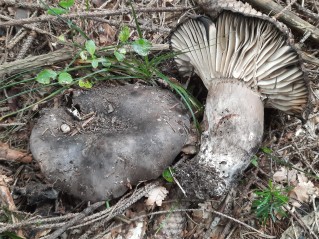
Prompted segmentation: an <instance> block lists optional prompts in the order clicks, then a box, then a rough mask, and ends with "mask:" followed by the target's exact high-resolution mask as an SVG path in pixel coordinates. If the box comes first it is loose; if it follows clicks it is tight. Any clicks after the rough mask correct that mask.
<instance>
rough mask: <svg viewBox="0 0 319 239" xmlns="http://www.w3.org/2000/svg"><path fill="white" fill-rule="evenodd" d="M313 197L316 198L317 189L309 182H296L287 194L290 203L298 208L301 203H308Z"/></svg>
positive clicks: (317, 191)
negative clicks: (311, 196) (288, 194)
mask: <svg viewBox="0 0 319 239" xmlns="http://www.w3.org/2000/svg"><path fill="white" fill-rule="evenodd" d="M298 178H299V177H298ZM303 180H304V179H303ZM313 195H316V196H318V195H319V189H318V188H316V187H315V186H314V184H313V183H312V182H311V181H308V182H304V181H302V182H298V184H297V186H296V187H294V189H293V190H291V191H290V193H289V196H290V201H291V203H292V205H293V206H295V207H300V206H301V204H302V203H308V202H309V200H310V198H311V196H313Z"/></svg>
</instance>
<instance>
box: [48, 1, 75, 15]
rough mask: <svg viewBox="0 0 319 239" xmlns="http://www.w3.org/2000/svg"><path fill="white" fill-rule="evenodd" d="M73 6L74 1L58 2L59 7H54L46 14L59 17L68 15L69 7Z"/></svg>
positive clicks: (50, 8)
mask: <svg viewBox="0 0 319 239" xmlns="http://www.w3.org/2000/svg"><path fill="white" fill-rule="evenodd" d="M73 5H74V0H61V1H59V6H60V7H54V8H50V9H48V10H47V13H48V14H50V15H61V14H65V13H68V12H69V10H70V7H72V6H73Z"/></svg>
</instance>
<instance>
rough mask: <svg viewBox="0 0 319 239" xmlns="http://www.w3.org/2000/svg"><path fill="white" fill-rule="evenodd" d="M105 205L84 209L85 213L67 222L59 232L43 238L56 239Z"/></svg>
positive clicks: (101, 205) (101, 203)
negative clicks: (100, 206) (75, 223)
mask: <svg viewBox="0 0 319 239" xmlns="http://www.w3.org/2000/svg"><path fill="white" fill-rule="evenodd" d="M104 204H105V202H104V201H103V202H97V203H94V204H93V205H91V206H89V207H87V208H86V209H84V210H83V212H81V213H79V214H78V215H77V216H76V217H74V218H73V219H71V220H70V221H69V222H67V223H66V224H65V225H64V226H62V227H61V228H59V229H58V230H56V231H55V232H53V233H52V234H50V235H49V236H47V237H43V238H47V239H56V238H57V237H58V236H60V235H61V234H62V233H63V232H64V231H66V230H67V229H68V228H69V227H71V226H73V225H74V224H75V223H77V222H78V221H80V220H82V219H83V218H84V217H85V216H87V215H89V214H91V213H92V212H93V211H94V210H96V209H97V208H99V207H100V206H102V205H104Z"/></svg>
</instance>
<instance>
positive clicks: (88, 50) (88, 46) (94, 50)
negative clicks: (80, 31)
mask: <svg viewBox="0 0 319 239" xmlns="http://www.w3.org/2000/svg"><path fill="white" fill-rule="evenodd" d="M85 49H86V50H87V51H88V52H89V53H90V55H91V56H92V57H93V56H94V53H95V50H96V46H95V43H94V41H92V40H88V41H86V42H85Z"/></svg>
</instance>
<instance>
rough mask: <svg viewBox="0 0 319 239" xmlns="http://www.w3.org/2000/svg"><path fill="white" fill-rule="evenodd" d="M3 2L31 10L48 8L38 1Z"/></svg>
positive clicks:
################
--- REQUEST ---
State how many of the lines above contain the string "negative", matching case exactly. Reply with the number alone.

--- YOUR SOLUTION ---
3